§ **Task brief**: Set down all of the data exactly as it appears.

+++ Material provided

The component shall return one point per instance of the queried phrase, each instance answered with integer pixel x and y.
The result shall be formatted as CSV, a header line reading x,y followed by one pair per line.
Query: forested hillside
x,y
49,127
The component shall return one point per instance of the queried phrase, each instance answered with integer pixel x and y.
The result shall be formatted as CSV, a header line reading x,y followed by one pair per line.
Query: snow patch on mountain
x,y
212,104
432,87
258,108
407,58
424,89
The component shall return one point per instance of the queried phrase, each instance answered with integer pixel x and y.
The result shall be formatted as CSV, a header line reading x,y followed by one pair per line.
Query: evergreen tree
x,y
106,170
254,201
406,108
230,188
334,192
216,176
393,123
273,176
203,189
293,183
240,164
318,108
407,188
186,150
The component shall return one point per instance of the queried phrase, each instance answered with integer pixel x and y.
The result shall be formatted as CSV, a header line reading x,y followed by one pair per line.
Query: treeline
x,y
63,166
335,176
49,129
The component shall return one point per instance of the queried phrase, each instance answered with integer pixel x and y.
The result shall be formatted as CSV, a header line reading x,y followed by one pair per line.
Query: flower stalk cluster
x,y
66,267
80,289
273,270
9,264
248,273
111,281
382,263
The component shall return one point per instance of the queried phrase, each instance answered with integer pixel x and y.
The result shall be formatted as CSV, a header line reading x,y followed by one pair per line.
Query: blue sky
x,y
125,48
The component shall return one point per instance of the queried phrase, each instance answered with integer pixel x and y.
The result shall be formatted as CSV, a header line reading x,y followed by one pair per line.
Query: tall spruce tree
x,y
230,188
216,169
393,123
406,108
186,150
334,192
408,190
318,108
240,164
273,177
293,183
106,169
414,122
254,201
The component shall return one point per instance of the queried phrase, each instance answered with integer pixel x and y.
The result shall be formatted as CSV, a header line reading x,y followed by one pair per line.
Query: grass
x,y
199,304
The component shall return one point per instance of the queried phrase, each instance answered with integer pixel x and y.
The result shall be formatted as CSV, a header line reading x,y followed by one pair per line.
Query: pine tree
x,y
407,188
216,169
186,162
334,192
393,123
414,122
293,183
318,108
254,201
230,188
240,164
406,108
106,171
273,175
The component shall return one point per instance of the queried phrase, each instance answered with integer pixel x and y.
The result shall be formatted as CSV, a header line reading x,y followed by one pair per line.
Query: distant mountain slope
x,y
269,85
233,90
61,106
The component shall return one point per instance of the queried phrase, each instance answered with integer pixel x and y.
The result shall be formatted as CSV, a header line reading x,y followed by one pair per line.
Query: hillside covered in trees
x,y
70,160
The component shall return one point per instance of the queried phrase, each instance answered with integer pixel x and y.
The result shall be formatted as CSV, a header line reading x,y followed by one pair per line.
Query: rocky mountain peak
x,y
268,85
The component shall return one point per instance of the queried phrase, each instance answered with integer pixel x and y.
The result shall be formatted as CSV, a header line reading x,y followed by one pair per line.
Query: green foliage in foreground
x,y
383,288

++++++

§ **Solution to this problem**:
The component shall return one point per instance of the queried phrase, each instance answered with integer pixel x and y.
The result shall be formatted as CSV, a header line reading x,y followed by one pair per line.
Query: forested hillside
x,y
49,127
The component shall return one point per instance of the queried phrase, each instance answered with integer pixel x and y.
The result shall be formatted as CSV, a header line reading x,y followed by one pair per line.
Query: snow patch on mountain
x,y
212,104
432,87
258,108
407,58
424,89
The component shall return one point per instance of the queried phrase, each instance answered with integer pixel x and y.
The result shall be formatted as CSV, a header line reading x,y followed by one pair per line.
Query: evergreen tree
x,y
106,170
254,201
406,108
230,188
334,192
216,176
393,123
273,176
203,189
293,183
240,164
318,108
407,188
186,150
The component shall return one point per instance of the queried phrase, each instance answered with integer pixel x and y.
The result shall be formatted as CSV, a header line reading x,y followed by one pair per line.
Query: treeline
x,y
63,166
335,176
49,129
The component shall return one point per instance of the queried phrase, each instance answered with integer pixel x and y.
The result shall be formatted as CSV, a header line reading x,y followed by one pair per line.
Query: flower stalk cluster
x,y
66,267
80,289
273,270
9,264
248,273
111,281
382,263
The component shall return one point per instance of the queried phrase, each instance answered with integer pixel x and y.
The result shall be formatted as CSV, a header line reading x,y followed by one pair per line.
Query: blue sky
x,y
125,48
The component shall return one point per instance of the queried phrase, each instance answered with integer pixel x and y.
The result shall be formatted as CSV, a header line reading x,y followed by one pair per line.
Query: tall spruce tree
x,y
230,188
216,169
393,123
406,108
186,150
334,192
408,190
318,108
240,164
273,177
293,183
106,169
414,122
254,201
The component shall return one point per instance of the queried phrase, each instance answered with integer pixel x and y.
The result shall be formatted as CSV, a header line reading x,y followed by one pair per line.
Query: grass
x,y
199,304
The component shall return one point per instance of the queried phrase, each instance answered with integer pixel x and y.
The result shall be formatted as CSV, a header line reading x,y followed by one pair per line.
Query: pine tree
x,y
407,188
216,169
186,162
334,192
393,123
414,122
293,183
318,108
254,201
230,188
240,164
406,108
106,171
273,175
The component shall return one point per instance of the queried phrase, each instance answered with integer pixel x and y.
The result shall be formatted as CSV, a header line reading x,y followed by one pair per line.
Query: distant mountain slope
x,y
269,85
233,90
61,106
The component shall return one point per instance of the queried phrase, each instance answered with integer pixel x and y.
The result shall be formatted as CSV, a header line reading x,y followed by one pair per line.
Query: hillside covered in trees
x,y
70,160
The component shall return one point per instance of the queried phrase, each instance answered with integer pixel x and y.
The result shall be formatted as CSV, a header line reading x,y followed by one pair per line.
Query: rocky mountain peak
x,y
268,85
The component shall return one point per instance of the queried phrase, each instance answered with integer pixel x and y.
The result shall be formatted as CSV, a header line reading x,y followed by one pair per line.
Query: green foliage in foreground
x,y
383,288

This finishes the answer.